TEXT SHOWN:

============================================================

Let's go through Bell's theorem with cookies so that I can distract you from the fact that we're doing math.

By Kimberly Vardeman from Lubbock, TX, USA (Perfect Chocolate Chip Cookies) [CC BY 2.0], via Wikimedia Commons
Say you've baked a batch of cookies, and the cookies can be large or not large (L, ~L), have walnuts or no walnuts (W, ~W), and have chocolate chips or no chocolate chips (C, ~C). Now say you want to know how many large, non-walnut cookies you have. We'll call that N(L, ~W). This number is the sum of all large, non-walnut, chocolate chip cookies N(L, ~W, C) and all large, non-walnut, non-chocolate chip cookies N(L, ~W, ~C). This must be true, because whether or not a cookie has chocolate chips does not affect its size or walnut content.

Similarly, the number of cookies with walnuts but no chocolate chips is N(L, W, ~C) + N(~L, W, ~C) because size doesn't matter. And finally, the number of large, non-chocolate chip cookies is N(L, W, ~C) + N(L, ~W, ~C) because walnuts don't matter.

Now let's add together the number of large, non-walnut cookies and the number of walnut cookies with no chocolate chips. That quantity is:

N(L, ~W, C) + N(L, ~W, ~C) + N(L, W, ~C) + N(~L, W, ~C)

If you notice, the second and third terms are also the terms for the number of large, non-chocolate chip cookies. That means our sum is always at least as great as the number of large, non-chocolate chip cookies.

Now let's make a slight shift and talk instead about probabilities. If you randomly reach out for a cookie, the probability that you get a particular one is directly proportional to the number of that cookie there is to take. This means we can reword Bell's cookie theorem thusly:

The probability of choosing a large, non-walnut cookie or a walnut, non-chocolate chip cookie is always greater than or equal to the probability of choosing a large, non-chocolate chip cookie.

This theorem is true regardless of how many of each cookie there actually is, because at no point in demonstrating this did we use numbers. It's also true no matter what kinds of properties we're talking about, so long as they are binary properties, because we could just as easily say L stands for lemon cookies or even something non-cookie-related.

But what's more, this theorem tells us about correlations. You see, if I give instructions to a thousand people to bake exactly the number of cookies I say and have each person randomly select and eat one cookie, we'll find that Bell's cookie theorem holds true. The probabilities will be maintained across all kitchens, because the cookie batches are correlated--spooky baking at a distance. The correlation is a result of the common cause known as me giving out instructions.

Now let's switch gears and talk about sunglasses—or as I prefer to call them, quantum shields. Polarized sunglasses only admit light that oscillates in a particular direction (up and down or left and right, for example). If you have horizontally polarized sunglasses, then only light waving from left to right (from the frame of the frames) will get through. But light coming from the sun is equally likely to be waving in any direction, so if you think about it, polarized sunglasses should only let a tiny, infinitesimal amount of light through—only light that is exactly horizontal and nothing at any other angle. Yet this isn't what happens. Polarized sunglasses will absorb roughly half the incident light and let the rest pass. Why is that?

============================================================

ENTRIES:
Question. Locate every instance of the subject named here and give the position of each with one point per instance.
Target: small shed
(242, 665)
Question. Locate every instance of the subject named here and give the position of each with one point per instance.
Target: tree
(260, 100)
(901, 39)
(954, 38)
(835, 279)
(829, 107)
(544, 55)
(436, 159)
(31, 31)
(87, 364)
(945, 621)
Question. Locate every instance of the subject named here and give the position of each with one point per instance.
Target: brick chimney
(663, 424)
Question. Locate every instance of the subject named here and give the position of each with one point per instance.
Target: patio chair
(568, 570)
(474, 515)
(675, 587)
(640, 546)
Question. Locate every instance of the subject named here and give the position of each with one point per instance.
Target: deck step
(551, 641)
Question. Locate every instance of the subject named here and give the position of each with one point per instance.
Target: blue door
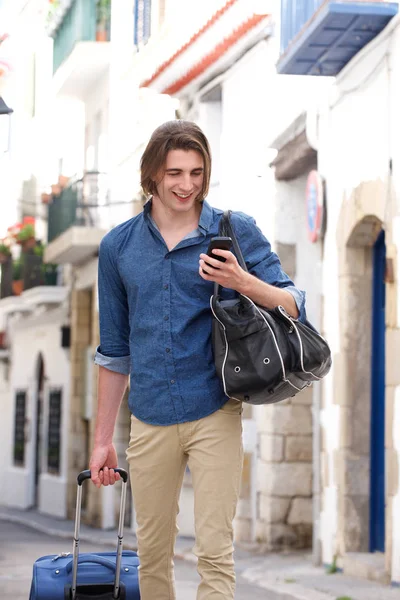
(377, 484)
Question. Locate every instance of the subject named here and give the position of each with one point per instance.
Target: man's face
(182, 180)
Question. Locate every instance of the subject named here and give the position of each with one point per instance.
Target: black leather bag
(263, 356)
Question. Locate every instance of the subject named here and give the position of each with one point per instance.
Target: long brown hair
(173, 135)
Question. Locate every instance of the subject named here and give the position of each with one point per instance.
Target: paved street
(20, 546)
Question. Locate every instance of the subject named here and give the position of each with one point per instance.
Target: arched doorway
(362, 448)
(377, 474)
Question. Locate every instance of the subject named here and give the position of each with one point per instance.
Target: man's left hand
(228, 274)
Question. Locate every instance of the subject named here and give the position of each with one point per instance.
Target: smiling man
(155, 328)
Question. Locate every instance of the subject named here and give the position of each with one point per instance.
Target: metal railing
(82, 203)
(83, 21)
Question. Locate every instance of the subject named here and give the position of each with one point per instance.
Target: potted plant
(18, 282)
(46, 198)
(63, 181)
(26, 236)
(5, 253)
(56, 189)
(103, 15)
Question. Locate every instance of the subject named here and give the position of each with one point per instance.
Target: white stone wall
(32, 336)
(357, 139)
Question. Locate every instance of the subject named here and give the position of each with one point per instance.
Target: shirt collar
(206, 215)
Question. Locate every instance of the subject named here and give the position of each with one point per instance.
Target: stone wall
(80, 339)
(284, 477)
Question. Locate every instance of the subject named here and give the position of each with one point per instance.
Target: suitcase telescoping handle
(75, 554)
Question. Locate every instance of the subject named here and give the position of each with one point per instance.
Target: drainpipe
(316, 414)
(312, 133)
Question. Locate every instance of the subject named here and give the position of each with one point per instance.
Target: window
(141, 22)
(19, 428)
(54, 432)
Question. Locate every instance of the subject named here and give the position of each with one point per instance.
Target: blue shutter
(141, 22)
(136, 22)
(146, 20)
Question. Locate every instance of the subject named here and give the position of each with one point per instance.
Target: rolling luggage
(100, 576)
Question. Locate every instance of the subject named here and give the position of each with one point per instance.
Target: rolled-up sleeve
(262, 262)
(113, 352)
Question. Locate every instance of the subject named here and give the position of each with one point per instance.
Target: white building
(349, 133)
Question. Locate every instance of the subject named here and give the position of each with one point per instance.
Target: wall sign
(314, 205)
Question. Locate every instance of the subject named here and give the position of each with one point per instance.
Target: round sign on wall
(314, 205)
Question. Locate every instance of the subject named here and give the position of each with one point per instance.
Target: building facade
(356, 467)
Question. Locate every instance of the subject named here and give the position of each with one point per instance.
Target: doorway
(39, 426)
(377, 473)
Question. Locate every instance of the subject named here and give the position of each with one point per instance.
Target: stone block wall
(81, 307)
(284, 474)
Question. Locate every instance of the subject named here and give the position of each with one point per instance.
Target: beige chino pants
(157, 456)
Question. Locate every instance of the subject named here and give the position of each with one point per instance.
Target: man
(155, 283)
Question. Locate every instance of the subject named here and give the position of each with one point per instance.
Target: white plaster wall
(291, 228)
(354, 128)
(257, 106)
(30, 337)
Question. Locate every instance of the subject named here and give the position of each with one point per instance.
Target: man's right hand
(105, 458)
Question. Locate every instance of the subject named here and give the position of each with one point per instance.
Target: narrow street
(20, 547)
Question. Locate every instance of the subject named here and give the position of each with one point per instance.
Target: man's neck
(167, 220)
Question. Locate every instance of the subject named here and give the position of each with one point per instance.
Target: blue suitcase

============================================================

TASK INSTRUCTIONS:
[1] Repeat word for word the part of the Bell's theorem text from "Now let's make" up to and including "non-chocolate chip cookie.".
[2] Find each line in the records that contains the string "wall", matching case exactly, and copy those lines.
The Bell's theorem text and the records come from separate sources.

ANSWERS PROVIDED:
[1]
Now let's make a slight shift and talk instead about probabilities. If you randomly reach out for a cookie, the probability that you get a particular one is directly proportional to the number of that cookie there is to take. This means we can reword Bell's cookie theorem thusly:

The probability of choosing a large, non-walnut cookie or a walnut, non-chocolate chip cookie is always greater than or equal to the probability of choosing a large, non-chocolate chip cookie.

[2]
Target: white stone wall
Target: stone wall
Target: wall sign
Target: round sign on wall
Target: stone block wall
Target: white plaster wall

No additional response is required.